# Brief A
Decide whether each statement below agrees with the passage on AI and software pricing. (i) Nayyar built the pricing engine while at Nucleus Software. (ii) Analysts expect global enterprise software spending to pass $1.5 trillion by 2025. (iii) Nayyar holds that pricing can still be handled as a back-end exercise. For each, answer yes or no and quote the exact words that decide it.
# Brief B
Echo the passage on AI and software pricing from "The US Market: Ground" up to and including "accountable and scalable.".
# Brief C
Carry the passage on AI and software pricing forward, starting right after its last sentence.

# Selected excerpt
★ ★ ★ ★ ★ ★ ★

AI is Disrupting Pricing Norms

The rise of AI is pushing software vendors to rethink value in new ways. AI-powered tools offer personalized experiences, intelligent automation, and even business insights. The question then arises that how do you price these intangible benefits? Especially when the software’s capabilities, and the customer’s usage can change overnight?

According to Nayyar, this is where pricing needs to move from being static to dynamic and multidimensional. “We’re entering a world where software pricing should reflect not just the scope of deployment, but also the business impact created. That’s the essence of value-based pricing.”

To operationalize this idea, Nayyar developed a proprietary multi-dimensional pricing engine during his time at Nucleus Software. It used dynamic pricing algorithms and real-time customer metrics to tailor pricing to each client’s context. This wasn’t just about charging more, it was about charging fairly and transparently. The new pricing structure made sure that incentives were aligned between the software provider and the customer.

The US Market: Ground Zero for Innovation and Complexity

The US enterprise software market is often a flagbearer for global trends. With AI-led innovation accelerating and digital transformation high on every CIO’s agenda, US companies are demanding pricing models that are both accountable and scalable.

U.S. customers are very data-driven and outcome-focused. They expect pricing to follow logic, not just legacy,” says Nayyar. “The pressure is real, especially when your software is deployed across multiple geographies, business units, or cloud environments.

Analysts forecast that global enterprise software spending will exceed $1.2 trillion by 2025, with AI-infused applications leading the growth. In the US, this surge is accompanied by a demand for transparency, customers want to see a clear line between what they pay and what they gain.

For pricing leaders like Nayyar, this presents both a challenge and an opportunity. “You can’t treat pricing as a back-end exercise anymore. It needs to be part of the product strategy, the customer success roadmap, even your GTM (go-to-market) planning,” he explains.

Bridging the Gap Between Product and Business Impact

One of the biggest hurdles Nayyar sees in today’s enterprise software firms is the disconnect between product teams and commercial outcomes. “Many product managers don’t know the business case for their own features,” he says candidly. “They build amazing tools but don’t always know how those tools create value for the customer’s bottom line.

★ ★ ★ ★ ★ ★ ★

# Listed records
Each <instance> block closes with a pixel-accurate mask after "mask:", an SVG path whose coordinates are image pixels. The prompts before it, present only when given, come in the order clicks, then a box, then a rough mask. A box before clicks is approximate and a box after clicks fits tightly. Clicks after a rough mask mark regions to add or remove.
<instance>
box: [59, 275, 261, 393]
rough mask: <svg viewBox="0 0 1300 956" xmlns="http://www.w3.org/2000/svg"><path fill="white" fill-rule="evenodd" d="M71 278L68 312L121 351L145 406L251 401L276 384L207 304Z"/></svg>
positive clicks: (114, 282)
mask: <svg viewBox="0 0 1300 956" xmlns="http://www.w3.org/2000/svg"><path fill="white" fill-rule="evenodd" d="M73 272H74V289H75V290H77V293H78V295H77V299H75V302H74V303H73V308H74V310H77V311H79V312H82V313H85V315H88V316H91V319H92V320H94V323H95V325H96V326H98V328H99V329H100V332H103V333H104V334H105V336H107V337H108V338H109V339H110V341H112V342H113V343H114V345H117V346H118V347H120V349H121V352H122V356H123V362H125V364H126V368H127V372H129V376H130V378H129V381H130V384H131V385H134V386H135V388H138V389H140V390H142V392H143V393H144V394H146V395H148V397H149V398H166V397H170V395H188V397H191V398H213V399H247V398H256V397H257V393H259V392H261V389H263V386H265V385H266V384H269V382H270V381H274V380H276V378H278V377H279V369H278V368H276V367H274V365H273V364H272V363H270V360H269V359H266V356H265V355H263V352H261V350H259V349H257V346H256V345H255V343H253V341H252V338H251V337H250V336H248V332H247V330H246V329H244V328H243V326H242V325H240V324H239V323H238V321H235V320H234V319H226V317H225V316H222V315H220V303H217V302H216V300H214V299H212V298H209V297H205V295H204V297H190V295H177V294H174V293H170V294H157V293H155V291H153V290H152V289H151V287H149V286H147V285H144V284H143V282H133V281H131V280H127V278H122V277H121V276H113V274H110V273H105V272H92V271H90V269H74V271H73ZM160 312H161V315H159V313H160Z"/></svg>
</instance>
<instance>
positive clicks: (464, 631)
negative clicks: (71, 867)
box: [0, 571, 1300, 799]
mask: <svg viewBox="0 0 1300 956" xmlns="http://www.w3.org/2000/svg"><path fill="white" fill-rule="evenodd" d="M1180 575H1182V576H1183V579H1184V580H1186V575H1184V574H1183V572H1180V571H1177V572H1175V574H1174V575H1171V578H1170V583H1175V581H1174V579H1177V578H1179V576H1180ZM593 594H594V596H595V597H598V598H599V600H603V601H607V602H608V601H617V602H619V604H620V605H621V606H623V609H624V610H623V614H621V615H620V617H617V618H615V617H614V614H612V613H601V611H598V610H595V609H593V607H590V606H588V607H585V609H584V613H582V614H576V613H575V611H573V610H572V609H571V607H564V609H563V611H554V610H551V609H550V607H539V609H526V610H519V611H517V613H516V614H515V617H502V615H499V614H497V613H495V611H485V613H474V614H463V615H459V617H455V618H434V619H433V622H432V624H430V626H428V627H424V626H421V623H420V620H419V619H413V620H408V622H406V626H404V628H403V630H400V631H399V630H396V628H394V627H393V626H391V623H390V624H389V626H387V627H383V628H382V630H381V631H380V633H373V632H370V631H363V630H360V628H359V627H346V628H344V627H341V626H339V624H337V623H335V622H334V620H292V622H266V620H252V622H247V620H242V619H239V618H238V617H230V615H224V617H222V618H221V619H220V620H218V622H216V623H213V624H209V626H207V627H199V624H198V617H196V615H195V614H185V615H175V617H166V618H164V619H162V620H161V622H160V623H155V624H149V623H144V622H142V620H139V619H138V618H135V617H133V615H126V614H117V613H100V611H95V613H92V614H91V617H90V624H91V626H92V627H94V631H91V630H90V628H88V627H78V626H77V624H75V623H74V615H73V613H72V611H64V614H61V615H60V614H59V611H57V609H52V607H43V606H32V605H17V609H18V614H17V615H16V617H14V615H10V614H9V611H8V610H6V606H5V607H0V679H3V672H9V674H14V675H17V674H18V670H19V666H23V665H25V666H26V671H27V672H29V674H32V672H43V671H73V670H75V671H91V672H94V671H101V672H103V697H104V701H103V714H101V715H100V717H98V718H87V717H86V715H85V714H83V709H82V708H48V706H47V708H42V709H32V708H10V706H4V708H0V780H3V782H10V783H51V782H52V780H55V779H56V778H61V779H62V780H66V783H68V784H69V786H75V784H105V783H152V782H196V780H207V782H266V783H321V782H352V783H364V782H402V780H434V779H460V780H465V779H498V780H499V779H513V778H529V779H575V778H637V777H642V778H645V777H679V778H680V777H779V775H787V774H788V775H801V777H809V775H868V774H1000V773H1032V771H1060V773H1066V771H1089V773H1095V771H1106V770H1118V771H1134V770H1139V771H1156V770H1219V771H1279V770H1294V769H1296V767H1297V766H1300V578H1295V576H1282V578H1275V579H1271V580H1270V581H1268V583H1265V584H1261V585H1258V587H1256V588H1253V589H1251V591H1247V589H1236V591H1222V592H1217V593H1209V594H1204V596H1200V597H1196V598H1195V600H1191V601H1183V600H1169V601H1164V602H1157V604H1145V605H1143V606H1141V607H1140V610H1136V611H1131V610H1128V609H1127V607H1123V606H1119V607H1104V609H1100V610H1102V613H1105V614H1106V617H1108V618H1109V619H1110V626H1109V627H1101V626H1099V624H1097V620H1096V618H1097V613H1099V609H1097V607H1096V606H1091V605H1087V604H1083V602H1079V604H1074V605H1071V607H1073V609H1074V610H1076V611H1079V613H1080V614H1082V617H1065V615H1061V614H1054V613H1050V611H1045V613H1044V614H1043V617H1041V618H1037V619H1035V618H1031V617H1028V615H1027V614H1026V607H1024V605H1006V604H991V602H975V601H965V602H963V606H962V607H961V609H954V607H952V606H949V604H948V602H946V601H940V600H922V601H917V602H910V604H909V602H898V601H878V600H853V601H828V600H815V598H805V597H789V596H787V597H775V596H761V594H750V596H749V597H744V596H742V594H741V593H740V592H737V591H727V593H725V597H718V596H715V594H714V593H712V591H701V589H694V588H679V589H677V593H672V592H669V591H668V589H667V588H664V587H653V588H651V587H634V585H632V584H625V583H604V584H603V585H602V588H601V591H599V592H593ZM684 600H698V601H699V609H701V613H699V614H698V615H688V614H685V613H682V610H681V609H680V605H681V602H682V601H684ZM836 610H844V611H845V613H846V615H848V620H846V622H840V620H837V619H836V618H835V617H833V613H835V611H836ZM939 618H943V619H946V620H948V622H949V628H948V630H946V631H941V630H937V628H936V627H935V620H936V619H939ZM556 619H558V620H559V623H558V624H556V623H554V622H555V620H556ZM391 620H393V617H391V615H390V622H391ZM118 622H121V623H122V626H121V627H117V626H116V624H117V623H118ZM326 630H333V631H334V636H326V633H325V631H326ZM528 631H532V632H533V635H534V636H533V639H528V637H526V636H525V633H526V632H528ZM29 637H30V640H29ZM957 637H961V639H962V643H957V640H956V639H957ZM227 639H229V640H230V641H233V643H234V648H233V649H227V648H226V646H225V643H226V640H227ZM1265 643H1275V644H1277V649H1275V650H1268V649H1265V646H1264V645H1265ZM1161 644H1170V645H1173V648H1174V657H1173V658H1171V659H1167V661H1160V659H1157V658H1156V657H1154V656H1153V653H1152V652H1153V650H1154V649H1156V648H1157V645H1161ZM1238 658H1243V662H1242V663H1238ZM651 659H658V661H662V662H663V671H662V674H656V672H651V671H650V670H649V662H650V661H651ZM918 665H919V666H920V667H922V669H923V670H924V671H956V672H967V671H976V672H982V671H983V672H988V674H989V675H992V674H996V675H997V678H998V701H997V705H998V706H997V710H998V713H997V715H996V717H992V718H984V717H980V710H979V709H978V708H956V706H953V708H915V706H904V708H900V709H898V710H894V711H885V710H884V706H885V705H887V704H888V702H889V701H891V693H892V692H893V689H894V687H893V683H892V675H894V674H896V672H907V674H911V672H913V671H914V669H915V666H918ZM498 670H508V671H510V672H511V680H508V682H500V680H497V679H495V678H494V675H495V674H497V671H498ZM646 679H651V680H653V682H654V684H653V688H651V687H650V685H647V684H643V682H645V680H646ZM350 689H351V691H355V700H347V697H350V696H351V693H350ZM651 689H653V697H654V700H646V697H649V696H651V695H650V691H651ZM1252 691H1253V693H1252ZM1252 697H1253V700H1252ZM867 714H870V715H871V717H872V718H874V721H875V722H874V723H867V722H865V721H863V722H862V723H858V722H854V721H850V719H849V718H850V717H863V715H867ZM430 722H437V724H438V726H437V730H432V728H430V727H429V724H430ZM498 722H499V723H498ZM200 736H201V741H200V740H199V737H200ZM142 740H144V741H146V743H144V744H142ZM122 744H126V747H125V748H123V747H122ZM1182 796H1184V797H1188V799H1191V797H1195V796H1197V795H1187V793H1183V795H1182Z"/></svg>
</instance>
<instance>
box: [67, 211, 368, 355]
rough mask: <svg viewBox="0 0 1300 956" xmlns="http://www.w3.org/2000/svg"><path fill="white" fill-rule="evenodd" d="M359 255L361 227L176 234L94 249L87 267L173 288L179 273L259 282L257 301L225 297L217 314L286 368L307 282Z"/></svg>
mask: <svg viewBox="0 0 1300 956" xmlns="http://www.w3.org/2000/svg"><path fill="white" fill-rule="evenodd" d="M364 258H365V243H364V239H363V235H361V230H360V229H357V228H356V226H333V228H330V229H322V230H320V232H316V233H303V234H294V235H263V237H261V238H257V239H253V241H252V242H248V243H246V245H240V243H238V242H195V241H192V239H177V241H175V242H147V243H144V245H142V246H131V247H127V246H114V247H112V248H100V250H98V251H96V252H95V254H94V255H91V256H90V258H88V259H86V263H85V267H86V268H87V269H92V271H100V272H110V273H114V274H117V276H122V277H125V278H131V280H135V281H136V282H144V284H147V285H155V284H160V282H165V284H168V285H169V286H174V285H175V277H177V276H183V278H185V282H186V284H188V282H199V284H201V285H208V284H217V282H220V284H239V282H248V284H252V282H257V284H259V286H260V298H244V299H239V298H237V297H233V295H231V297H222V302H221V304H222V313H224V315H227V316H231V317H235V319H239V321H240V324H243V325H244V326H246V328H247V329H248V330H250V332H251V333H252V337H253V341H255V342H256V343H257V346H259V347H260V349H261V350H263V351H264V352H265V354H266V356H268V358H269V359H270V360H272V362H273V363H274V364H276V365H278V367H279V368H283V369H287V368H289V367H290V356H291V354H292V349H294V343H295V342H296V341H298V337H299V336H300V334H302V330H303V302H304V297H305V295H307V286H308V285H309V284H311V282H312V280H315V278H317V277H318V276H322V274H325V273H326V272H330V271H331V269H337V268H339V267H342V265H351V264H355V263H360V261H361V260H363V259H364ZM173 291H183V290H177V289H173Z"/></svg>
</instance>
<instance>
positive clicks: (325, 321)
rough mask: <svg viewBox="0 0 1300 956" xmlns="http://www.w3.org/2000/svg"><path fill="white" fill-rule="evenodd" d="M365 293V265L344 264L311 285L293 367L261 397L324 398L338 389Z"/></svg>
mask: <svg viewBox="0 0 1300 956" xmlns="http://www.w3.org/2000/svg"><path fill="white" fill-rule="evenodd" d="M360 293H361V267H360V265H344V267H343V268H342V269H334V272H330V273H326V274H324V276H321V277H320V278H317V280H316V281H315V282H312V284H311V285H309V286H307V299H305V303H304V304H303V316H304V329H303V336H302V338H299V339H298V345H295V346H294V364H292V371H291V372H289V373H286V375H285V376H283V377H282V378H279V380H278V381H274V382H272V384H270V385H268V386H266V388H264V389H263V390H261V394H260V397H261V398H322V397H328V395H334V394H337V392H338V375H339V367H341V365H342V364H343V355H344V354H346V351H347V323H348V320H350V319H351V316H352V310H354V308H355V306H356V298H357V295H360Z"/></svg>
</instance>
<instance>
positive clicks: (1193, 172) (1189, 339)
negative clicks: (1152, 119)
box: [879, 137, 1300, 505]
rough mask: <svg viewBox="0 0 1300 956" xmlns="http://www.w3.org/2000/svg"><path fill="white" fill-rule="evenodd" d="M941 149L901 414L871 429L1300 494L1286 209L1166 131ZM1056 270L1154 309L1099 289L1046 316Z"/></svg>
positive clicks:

★ ★ ★ ★ ★ ★ ★

# Task output A
(i) Yes: "Nayyar developed a proprietary multi-dimensional pricing engine during his time at Nucleus Software."
(ii) No: "global enterprise software spending will exceed $1.2 trillion by 2025"
(iii) No: "You can’t treat pricing as a back-end exercise anymore."

# Task output B
The US Market: Ground Zero for Innovation and Complexity

The US enterprise software market is often a flagbearer for global trends. With AI-led innovation accelerating and digital transformation high on every CIO’s agenda, US companies are demanding pricing models that are both accountable and scalable.

# Task output C
Nayyar’s solution? A value quantification framework that links product capabilities to financial impact. At IBS Software, where he leads pricing for aviation, travel, hospitality, and logistics solutions, this framework is helping teams better articulate why their software matters. It also helps them determine its worth.

We’re making pricing not just a finance function, but a cross-functional discipline,” he says. “It involves product, sales, delivery and even customer success.

Future of Enterprise Software and Pricing Models

As AI continues to redefine what enterprise software can do, pricing models must evolve to keep pace. This includes more flexible contracting, usage-linked tiers, shared risk models, and embedded value tracking.

Nayyar is optimistic about the road ahead. “We’re finally at a point where we can use data not just to price better, but to build better relationships with customers. AI can help with that, not just in the product, but in pricing intelligence too,” he emphasized.

His advice to other enterprise software leaders? Start with the customer, and work backwards. “Ask what they value most? What outcomes matter to them? And how can our pricing reflect that, dynamically and transparently?”, stated Nayyar.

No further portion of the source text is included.